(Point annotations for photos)

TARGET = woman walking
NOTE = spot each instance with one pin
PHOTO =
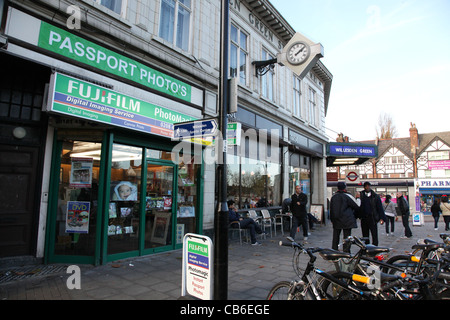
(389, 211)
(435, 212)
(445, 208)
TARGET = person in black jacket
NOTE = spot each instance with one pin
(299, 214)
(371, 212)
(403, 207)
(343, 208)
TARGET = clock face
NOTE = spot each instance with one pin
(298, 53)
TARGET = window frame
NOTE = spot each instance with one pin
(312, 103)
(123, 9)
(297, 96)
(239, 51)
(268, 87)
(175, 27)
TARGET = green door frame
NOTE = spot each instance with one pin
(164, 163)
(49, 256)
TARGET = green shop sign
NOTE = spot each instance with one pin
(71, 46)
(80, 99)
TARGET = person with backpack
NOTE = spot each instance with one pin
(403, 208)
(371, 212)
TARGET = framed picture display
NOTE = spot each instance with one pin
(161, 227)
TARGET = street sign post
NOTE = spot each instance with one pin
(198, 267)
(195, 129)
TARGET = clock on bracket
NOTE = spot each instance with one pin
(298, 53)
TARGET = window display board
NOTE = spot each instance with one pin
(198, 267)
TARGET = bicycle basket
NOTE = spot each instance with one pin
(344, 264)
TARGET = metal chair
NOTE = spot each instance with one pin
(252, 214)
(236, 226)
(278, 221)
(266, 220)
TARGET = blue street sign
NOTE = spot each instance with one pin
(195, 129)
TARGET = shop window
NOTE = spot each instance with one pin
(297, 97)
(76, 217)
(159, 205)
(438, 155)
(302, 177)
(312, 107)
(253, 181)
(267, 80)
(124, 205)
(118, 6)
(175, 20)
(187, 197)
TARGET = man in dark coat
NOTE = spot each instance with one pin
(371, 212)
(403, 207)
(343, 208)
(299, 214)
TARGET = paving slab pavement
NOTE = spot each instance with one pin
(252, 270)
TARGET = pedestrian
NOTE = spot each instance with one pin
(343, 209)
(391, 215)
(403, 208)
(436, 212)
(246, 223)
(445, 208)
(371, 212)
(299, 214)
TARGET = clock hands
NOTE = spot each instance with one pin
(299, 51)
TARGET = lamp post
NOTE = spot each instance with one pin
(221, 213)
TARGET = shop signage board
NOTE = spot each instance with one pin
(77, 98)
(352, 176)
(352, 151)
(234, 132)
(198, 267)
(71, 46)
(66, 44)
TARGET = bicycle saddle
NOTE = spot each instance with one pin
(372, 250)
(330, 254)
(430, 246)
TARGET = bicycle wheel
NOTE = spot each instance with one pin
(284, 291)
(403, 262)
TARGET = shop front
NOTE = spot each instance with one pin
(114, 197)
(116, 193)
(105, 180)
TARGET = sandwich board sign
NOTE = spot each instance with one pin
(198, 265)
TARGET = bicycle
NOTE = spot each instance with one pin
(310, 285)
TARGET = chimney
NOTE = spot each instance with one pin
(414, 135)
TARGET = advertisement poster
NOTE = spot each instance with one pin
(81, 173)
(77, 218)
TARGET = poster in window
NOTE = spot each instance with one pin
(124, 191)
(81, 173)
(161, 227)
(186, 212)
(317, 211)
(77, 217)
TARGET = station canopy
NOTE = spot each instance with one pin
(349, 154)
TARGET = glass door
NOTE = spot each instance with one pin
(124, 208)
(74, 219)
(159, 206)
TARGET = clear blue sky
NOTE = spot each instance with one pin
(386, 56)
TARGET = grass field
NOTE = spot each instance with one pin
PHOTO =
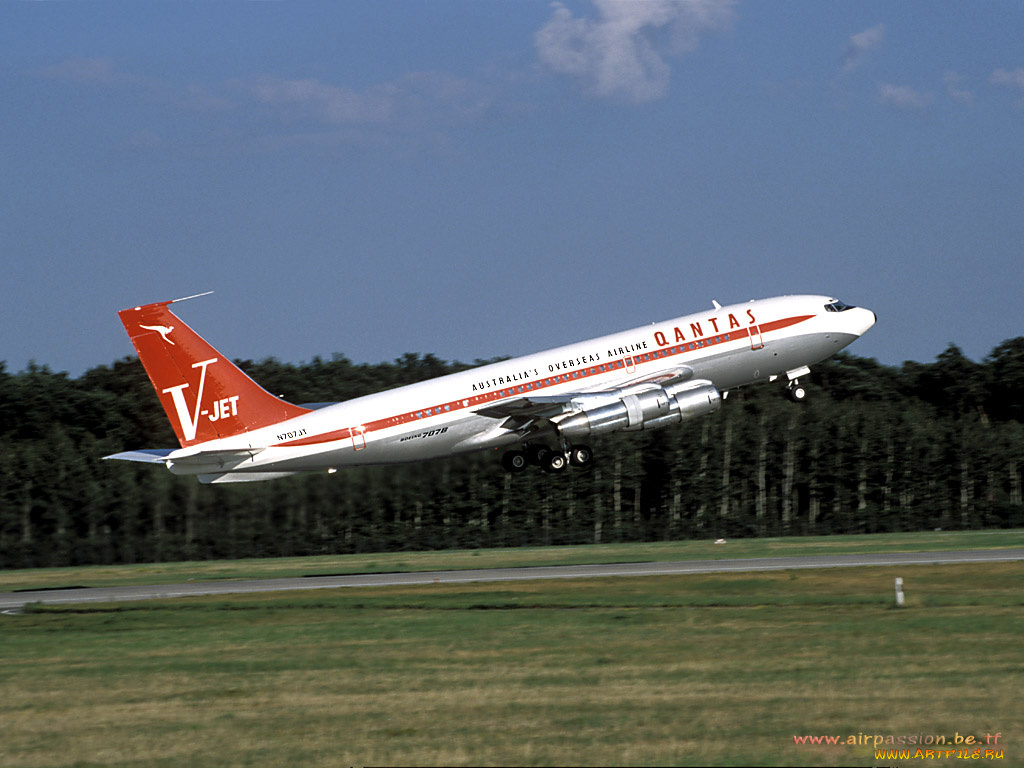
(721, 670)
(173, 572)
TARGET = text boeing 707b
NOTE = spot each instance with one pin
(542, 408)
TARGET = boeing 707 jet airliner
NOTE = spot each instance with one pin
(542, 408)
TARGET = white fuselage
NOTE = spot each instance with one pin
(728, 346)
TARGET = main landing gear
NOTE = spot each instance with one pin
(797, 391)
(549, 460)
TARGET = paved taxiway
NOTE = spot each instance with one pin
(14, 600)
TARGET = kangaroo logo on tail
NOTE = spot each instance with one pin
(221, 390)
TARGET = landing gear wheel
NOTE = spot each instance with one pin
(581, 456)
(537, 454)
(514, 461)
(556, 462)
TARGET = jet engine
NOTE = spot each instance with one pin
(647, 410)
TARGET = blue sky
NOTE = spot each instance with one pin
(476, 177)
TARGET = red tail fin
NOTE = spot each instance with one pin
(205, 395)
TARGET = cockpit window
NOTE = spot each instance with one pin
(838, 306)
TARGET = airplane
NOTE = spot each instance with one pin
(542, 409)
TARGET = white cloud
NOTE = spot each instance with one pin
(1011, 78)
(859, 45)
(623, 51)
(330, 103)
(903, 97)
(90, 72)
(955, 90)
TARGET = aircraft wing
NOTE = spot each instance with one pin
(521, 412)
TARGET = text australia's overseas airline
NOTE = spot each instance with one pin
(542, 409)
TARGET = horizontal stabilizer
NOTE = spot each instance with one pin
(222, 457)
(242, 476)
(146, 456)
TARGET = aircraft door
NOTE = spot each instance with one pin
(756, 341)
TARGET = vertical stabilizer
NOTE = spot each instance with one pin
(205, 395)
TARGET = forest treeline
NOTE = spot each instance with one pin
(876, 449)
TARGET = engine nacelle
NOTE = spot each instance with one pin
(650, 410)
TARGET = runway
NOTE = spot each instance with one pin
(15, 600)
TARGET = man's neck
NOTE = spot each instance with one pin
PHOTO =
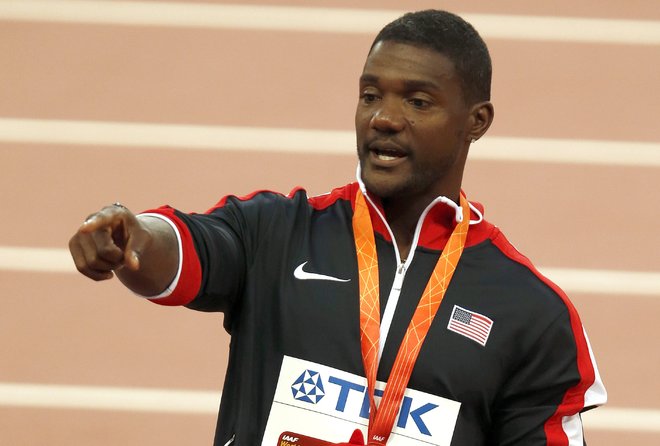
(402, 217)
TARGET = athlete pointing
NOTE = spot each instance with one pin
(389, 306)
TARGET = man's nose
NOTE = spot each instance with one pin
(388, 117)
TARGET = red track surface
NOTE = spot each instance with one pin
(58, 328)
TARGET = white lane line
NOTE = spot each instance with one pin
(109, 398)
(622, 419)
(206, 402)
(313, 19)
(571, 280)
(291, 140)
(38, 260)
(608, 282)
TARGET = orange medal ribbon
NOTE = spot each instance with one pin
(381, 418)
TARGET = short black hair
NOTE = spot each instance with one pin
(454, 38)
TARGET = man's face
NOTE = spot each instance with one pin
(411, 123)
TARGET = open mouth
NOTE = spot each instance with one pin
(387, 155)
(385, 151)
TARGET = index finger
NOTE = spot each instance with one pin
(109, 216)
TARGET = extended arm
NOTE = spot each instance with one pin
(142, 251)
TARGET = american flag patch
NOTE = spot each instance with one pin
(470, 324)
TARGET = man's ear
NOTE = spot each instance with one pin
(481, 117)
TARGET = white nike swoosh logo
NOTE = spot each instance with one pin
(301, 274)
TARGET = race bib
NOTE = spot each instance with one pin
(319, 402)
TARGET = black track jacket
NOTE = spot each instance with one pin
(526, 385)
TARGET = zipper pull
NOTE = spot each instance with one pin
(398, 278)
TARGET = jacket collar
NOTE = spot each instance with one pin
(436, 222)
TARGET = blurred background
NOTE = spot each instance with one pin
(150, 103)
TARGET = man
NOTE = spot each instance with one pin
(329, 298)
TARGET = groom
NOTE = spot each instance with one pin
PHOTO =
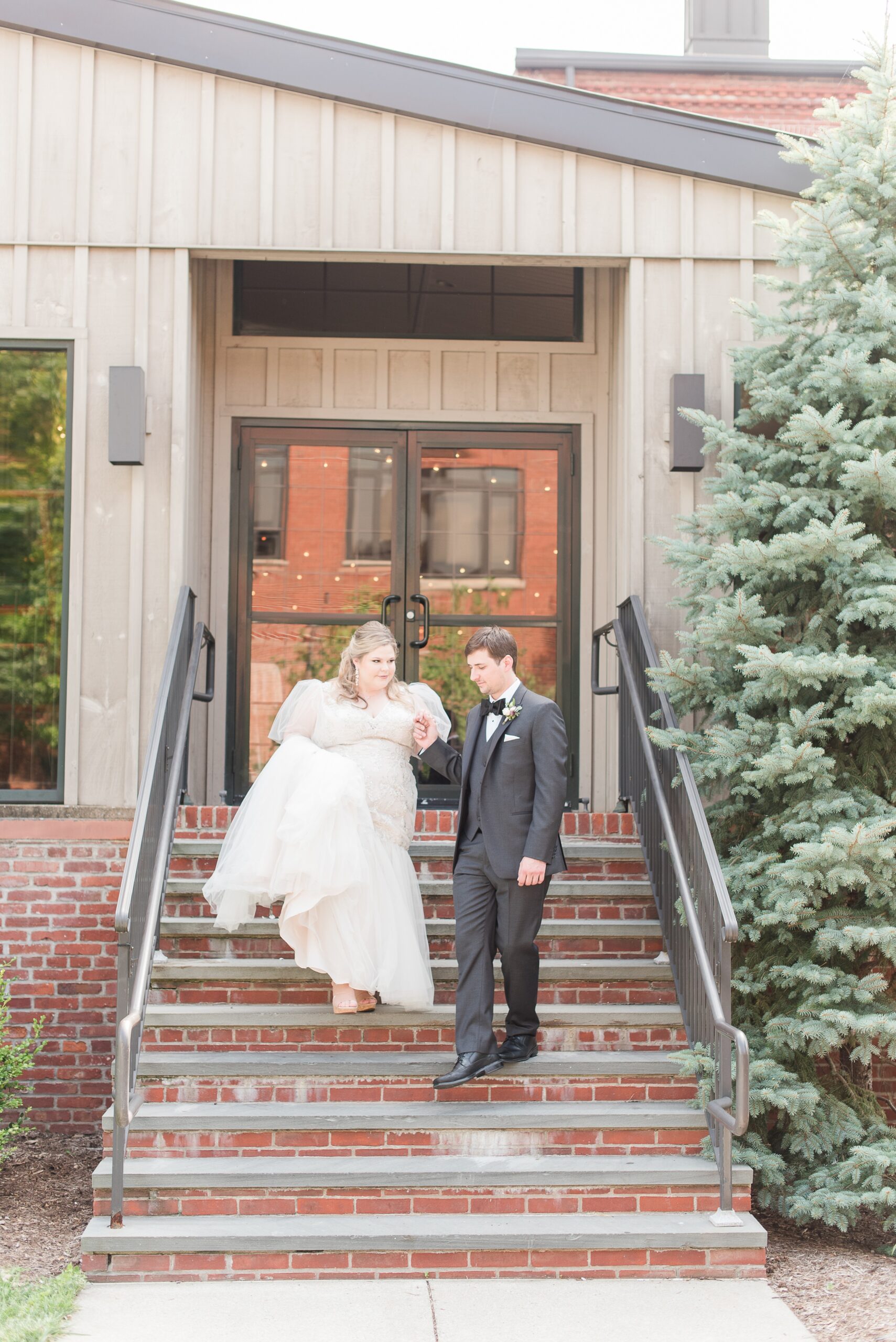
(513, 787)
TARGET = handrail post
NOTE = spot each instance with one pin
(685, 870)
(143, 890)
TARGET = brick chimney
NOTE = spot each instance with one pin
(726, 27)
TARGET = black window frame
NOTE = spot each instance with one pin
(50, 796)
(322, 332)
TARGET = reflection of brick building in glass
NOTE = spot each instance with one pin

■ **WRITTEN INSTRUCTION**
Copy the lines word for word, starting at the line that contains "TARGET = jacket collar" and ending at the last line of the items, and leave out the pictures.

■ **SOLUTION FOR THIS EXERCISE**
TARGET = jacket collar
NOTE = spot each instance with one pin
(436, 222)
TARGET = blurred background
NOTE = spot each instance with one pin
(150, 103)
TARGET = man
NOTE = spot each instance with one pin
(329, 298)
TARGET = groom
NOTE = spot each instance with one pin
PHOTO =
(513, 787)
TARGET = handrail post
NOTE = spot each instance with one pin
(685, 870)
(143, 890)
TARGET = brick chimney
NOTE = spot each instance with one pin
(726, 27)
TARGET = black window frame
NOTE = spot each instance with one pin
(50, 796)
(322, 332)
TARGET = reflection of brick building in glass
NOTE = spot each instance with one pin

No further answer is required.